• [Given entries]:
________

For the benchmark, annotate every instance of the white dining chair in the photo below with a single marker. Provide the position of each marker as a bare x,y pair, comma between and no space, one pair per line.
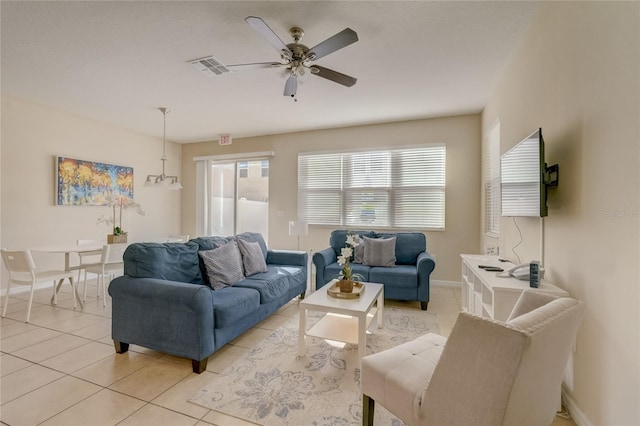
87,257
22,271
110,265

________

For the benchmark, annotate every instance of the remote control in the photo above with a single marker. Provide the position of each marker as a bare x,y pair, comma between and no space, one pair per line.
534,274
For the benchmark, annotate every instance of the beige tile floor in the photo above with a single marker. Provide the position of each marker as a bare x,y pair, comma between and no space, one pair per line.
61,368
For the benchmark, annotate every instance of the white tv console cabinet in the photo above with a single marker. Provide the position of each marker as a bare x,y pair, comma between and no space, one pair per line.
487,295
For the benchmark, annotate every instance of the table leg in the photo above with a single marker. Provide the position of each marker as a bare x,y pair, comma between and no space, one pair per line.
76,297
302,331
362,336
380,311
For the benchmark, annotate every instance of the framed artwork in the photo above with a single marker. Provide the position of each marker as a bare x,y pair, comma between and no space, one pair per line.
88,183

________

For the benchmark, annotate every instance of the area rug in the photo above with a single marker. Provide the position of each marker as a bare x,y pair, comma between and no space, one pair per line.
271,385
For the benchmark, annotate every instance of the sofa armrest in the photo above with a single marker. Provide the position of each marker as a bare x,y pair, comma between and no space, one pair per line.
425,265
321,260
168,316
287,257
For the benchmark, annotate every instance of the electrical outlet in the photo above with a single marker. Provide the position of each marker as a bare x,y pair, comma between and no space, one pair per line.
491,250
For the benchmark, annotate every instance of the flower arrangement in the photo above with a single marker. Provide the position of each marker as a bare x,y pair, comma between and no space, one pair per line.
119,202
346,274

________

• [Prompt]: Gather every row above that contains the word "white", and copy each such row in full. Count a row only when the word matches in case.

• [Exercise solution]:
For the benchmark, annotate every instance of the white dining chair in the photo below with a single marker. Provide the position of each marker as a bare x,y pair, comma between and no space, one pair per line.
For the benchmark, annotate every instance of the white tv console cabinet in the photo above with a single marker. Provide the position of each marker as a bare x,y pair, comma between and no space, one pair per line.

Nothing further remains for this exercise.